• EXERCISE DETAILS:
What needs reproducing is the run of lines in the data below starting at the line with "In this exercise you will identify every instance of the utility" and ending at the line with "the white prayer", both ends included. Copy it exactly, without pictures, and add nothing.

• DATASET EXCERPTS:
============

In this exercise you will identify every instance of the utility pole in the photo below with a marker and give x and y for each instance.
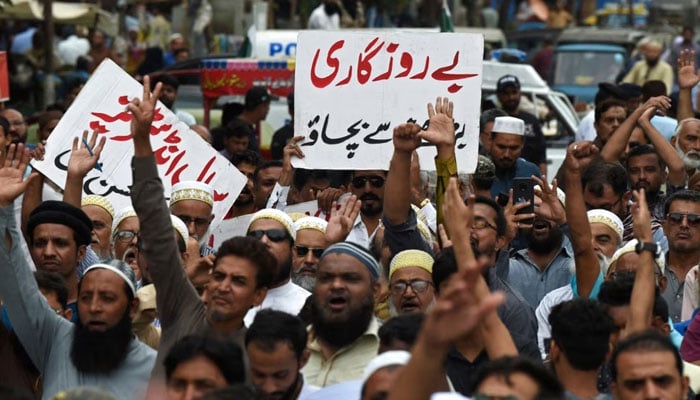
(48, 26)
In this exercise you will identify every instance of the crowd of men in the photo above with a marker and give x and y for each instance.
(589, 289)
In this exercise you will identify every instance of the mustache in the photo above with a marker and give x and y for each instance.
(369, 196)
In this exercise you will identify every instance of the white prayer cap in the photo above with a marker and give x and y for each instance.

============

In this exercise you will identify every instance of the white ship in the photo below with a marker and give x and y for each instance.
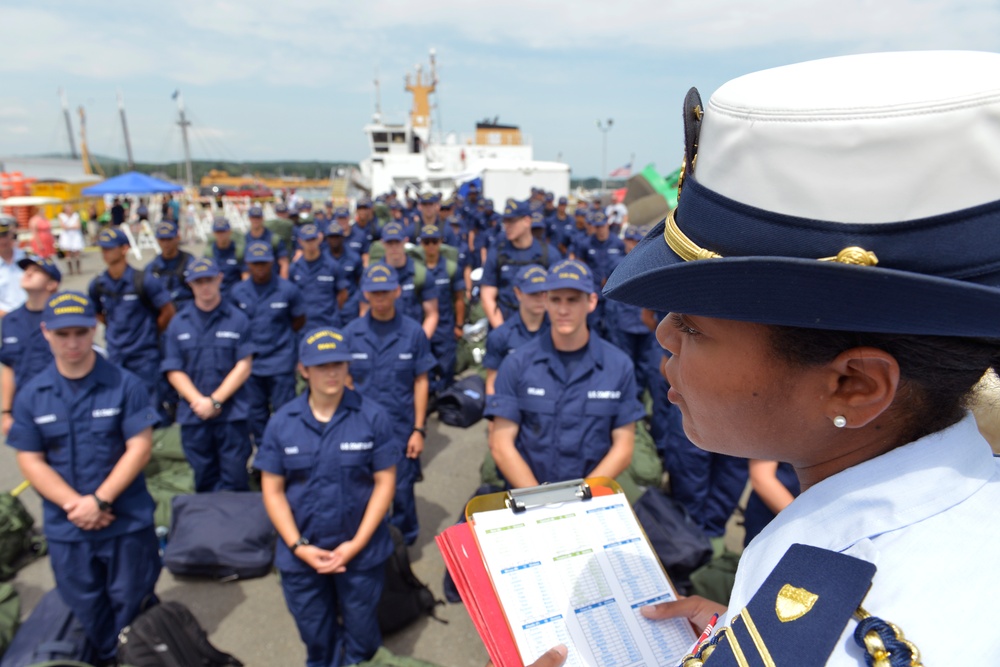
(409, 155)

============

• RESULT OF THE TASK:
In this exercise you will identify every instance of the utility pole in the photo below with a marker and give x and y for each instance.
(48, 26)
In this exercise you will identify every instance of the crowd of men in the photo above with a marker and give x and y for each instance.
(589, 289)
In this exercise you will identify every instance of the mustache in the photo above with a marker and give x and y for each instance.
(369, 196)
In this exercise you will identify every instance of the white prayer cap in the photo above with a marker and give x and y for each instance.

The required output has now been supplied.